TASK PROMPT: Exact copy, pictures excluded: please retype every record below.

Stored data entries:
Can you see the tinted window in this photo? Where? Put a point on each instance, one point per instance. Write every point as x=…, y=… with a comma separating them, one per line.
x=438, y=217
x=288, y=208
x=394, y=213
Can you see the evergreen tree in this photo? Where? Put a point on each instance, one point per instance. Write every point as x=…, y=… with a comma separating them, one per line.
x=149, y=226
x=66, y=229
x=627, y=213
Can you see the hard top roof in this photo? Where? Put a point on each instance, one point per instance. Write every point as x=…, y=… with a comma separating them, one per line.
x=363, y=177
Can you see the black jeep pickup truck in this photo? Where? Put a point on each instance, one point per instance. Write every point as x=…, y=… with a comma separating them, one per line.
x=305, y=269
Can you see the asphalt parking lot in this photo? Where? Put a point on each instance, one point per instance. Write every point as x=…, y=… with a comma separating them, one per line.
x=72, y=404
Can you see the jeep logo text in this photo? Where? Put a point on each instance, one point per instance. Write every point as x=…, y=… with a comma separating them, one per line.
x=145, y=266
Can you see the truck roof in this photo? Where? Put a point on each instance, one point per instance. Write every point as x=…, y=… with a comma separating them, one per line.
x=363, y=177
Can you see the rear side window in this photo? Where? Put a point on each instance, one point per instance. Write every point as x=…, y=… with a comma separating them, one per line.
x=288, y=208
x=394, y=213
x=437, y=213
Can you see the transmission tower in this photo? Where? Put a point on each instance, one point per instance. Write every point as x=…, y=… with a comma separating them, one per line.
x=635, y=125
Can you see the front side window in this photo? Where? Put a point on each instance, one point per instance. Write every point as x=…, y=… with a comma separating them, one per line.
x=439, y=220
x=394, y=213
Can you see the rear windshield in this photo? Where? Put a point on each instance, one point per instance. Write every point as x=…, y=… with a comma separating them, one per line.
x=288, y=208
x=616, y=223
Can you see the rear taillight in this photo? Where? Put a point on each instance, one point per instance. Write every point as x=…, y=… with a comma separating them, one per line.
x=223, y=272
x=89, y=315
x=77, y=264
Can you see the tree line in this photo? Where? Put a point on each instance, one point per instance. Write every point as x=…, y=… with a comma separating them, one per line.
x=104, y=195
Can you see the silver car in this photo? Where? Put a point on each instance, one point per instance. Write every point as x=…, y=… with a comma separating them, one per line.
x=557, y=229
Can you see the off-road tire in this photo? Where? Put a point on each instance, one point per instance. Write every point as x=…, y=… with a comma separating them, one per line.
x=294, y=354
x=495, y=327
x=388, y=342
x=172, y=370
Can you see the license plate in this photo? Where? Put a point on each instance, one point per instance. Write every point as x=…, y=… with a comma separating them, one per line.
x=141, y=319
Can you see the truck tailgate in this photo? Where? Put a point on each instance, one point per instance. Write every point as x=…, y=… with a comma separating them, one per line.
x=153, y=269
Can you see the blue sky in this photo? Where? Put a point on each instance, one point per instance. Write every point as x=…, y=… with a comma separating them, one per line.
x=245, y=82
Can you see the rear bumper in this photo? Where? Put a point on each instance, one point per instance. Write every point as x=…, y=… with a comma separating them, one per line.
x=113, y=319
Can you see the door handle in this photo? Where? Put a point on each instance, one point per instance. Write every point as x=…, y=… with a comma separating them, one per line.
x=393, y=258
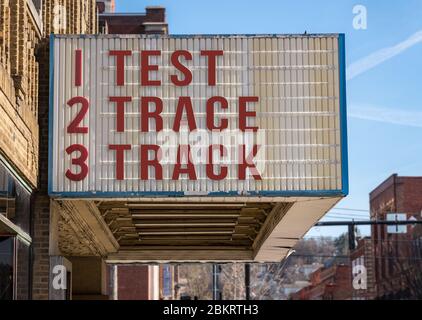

PROBLEM SOLUTION:
Can you see the tinted window in this photo? Where? Put a point on each instance, one point per instance. Write every point as x=…, y=… with a comma separating them, one per line.
x=438, y=217
x=288, y=208
x=394, y=213
Can you see the evergreen tree in this photo? Where? Put a point on each instance, one point per instance. Write every point as x=…, y=… with a comma separating them, one per line.
x=149, y=226
x=66, y=229
x=627, y=213
Can you see the hard top roof in this photo? Where? Put a point on each instance, one point per instance. Write every point as x=…, y=… with a comma separating them, one per line.
x=363, y=177
Can you see the black jeep pickup truck in this photo? Where? Put a point on each instance, one point per instance. Write every point as x=…, y=… with a comma separating them, one per line.
x=305, y=269
Can you see the asphalt parking lot in this photo? Where? Put a point on each instance, one point per instance. Write every point as x=…, y=… with a comma separating them, one per line.
x=72, y=404
Can you see the jeep logo text in this photo? Where? Put a point on each instance, one point per instance. Write every point as x=…, y=… with a comma separating them, one per line.
x=145, y=266
Can you see the truck roof in this photo? Where? Put a point on each instance, one point per instance. Write every point as x=…, y=… with a comma separating them, one per line.
x=363, y=177
Can you see the rear side window in this photo? Where? Put a point on each instance, one point per instance. Write every point as x=…, y=… with a comma separating them, one per line.
x=288, y=208
x=394, y=213
x=437, y=213
Can you see the transmission tower in this photo? Where? Put a point on each instance, one point per instance. Write every point as x=…, y=… with a comma separating them, one per line.
x=635, y=125
Can you see the front side window in this photo? Where? Put a point on each instance, one point per instance. Write every point as x=…, y=… with a comma separating them, one per line.
x=439, y=220
x=394, y=213
Can you see the rear windshield in this photo? Where? Put a point on each instance, one point per instance. Write every point as x=…, y=… with a comma separating them, one per line.
x=288, y=208
x=616, y=223
Can you see the rear taillight in this photo? Where? Put a point on each instance, one point per instance. Write every point as x=…, y=… with a comma separating them, one per line.
x=223, y=272
x=89, y=315
x=77, y=264
Can you see the tree line in this photo? Where? Put a point on each instance, one point per instance. Write every point as x=…, y=… with a comma separating them, one per line.
x=104, y=195
Can you see the silver car in this photo? Where? Put a point on each instance, one point per instance. Write every point as x=…, y=… with a comma separating them, one per line.
x=557, y=229
Can you see the off-road tire in this photo? Where? Put a point on each instance, one point per instance. Write every point as x=…, y=… with a comma separating them, one per line.
x=294, y=354
x=495, y=327
x=388, y=342
x=172, y=370
Can you see the license plate in this photo? Where? Put a point on each instance, one point per instance. Write every point as x=…, y=… with a comma separating them, one per line.
x=141, y=319
Can you see the truck tailgate in this photo? Where? Put a point on each instance, one point per instance. Write every point as x=…, y=… with a comma separating them, one per line.
x=153, y=269
Can you see the blue sky in this photo? Where? Put a point on each instance, one point per instance. Write every point as x=…, y=… with a comma separating them, one per line.
x=245, y=82
Can you see the rear bumper in this photo? Where? Put a point on each instance, one point per instance. Write every point as x=…, y=… with a comma separating them, one per line.
x=113, y=319
Can you see the door handle in this photo? Where? Put a point on each instance, one point per instance. Write every point as x=…, y=… with a comma separating them, one per line.
x=393, y=258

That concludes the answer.